Next Friday is Earth Day. It’s also Good Friday, but that’s a random calendar coincidence. While it will be easy to recognise the latter, I’m not sure I would know about the former if it weren’t for the avalanche of e-mails over the last few weeks raving about a new bamboo-fibre or sustainable shopping bag – if there wasn’t, that is to say, a consumer opportunity in every cause, and marketing to push it. In this, Earth Day seems to rival Christmas for fashion enthusiasm. But how deep does it really go?
I get asked this question a lot, partly because about a year and a half ago I spoke at an eco-conference in Copenhagen linked to the UN Climate Change Summit, and ever since, have felt like a default go-to person for anyone (students, journalists, the upcoming International Wool Textile Organisation meeting) looking for comments on luxury and the environment. There’s no real reason for this, other than that singular appearance; my interaction with bamboo is largely limited to its use as a plant in my backyard. Indeed, though my husband used to work at Greenpeace and feels passionately about these issues, he would say I am at best a work in progress. But everyone loves a label, at least one they can paste on someone else, so I’ve gotten stuck with the eco-fashion-critic one.
For a while, during the John Galliano/Dior scandal, I was also “a Jewish person in fashion” and kept getting calls wanting to know how I felt about the whole alleged anti-Semitism thing. In return, I explained that while I was, indeed, a proud Jewish person, generally I kept my personal allegiances and my job separate. Now I have been once again relegated to “green girl” – which it turns out, is a pretty interesting place to be, in part because, despite the trendiness of eco-everything, it has still forced me out of my comfort zone, and into a growing sense of systemic change, at least at the upper end of the spectrum.

Data shown —
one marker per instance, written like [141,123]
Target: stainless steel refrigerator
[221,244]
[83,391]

==

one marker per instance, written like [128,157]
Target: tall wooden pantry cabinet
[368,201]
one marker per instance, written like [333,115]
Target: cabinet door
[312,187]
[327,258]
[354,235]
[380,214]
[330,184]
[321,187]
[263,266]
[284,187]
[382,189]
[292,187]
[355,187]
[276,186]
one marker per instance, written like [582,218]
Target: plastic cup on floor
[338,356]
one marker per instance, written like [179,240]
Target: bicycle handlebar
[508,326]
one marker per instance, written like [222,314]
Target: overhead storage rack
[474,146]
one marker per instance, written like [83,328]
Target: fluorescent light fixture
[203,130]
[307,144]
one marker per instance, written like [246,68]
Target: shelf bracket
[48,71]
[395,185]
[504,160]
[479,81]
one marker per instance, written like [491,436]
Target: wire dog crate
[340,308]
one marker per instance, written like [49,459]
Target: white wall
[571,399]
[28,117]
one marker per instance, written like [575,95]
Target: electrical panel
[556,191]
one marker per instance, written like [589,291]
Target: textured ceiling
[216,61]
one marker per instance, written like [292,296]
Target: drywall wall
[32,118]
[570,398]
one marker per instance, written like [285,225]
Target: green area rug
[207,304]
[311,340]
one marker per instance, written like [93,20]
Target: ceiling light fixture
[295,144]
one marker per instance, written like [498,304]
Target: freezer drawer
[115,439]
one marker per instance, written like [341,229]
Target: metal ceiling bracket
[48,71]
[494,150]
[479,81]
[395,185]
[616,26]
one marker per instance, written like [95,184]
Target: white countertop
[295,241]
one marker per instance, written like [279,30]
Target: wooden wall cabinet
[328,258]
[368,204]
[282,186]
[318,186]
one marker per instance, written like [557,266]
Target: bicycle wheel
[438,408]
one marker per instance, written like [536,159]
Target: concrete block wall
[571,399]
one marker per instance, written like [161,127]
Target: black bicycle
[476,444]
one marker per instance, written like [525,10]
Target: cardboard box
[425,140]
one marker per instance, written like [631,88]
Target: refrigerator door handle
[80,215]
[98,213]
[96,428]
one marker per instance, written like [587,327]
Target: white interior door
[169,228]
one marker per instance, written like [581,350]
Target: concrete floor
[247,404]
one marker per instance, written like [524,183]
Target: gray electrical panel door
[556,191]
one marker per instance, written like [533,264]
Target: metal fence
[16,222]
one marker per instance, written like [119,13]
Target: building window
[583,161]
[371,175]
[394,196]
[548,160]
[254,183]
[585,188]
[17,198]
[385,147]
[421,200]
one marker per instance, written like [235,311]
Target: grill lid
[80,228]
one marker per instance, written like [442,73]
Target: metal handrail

* * *

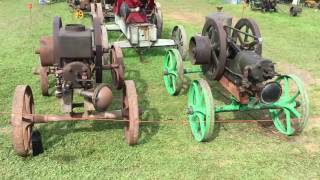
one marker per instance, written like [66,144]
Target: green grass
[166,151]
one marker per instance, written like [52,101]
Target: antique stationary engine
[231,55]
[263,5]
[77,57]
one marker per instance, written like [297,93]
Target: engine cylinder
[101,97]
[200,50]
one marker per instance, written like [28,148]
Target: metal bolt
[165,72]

Exercise requirements —
Carry on the piece about Earth Day and luxury fashion, picking up after its last sentence.

Output below —
PPR (which owns the former Gucci Group), for example, recently had a conference on sustainability, and has been aggressively bulking up its corporate social responsibility department. Gucci itself sent out an e-mail blast last February announcing their support of the “Clean Clothes Campaign”, which aims to “end all sandblasting production processes”.
Meanwhile, earlier this year LVMH bought Nude, the natural skincare twin of Edun, the ethical clothing label owned in part by Bono, and in part by Bernard Arnault. In other words, both groups are starting to put their money where their mouths are – and as soon as you involve investment, things get more serious, even if said investment is relatively minor.
Certainly, both the above signal longer-term commitments than what has been the norm in the fashion world, which is a big brand dipping a toe in green waters via the creation of a capsule collection of organic cotton T-shirts (the sale of which may or may not have a charity aspect). See, for example, Alberta Ferretti’s collaboration with actress Emma Watson on “Pure Threads”, a collection of five pieces made from certified organic cotton, not to mention most of the products in the zillions of Earth Day-inspired e-mails I’ve been receiving.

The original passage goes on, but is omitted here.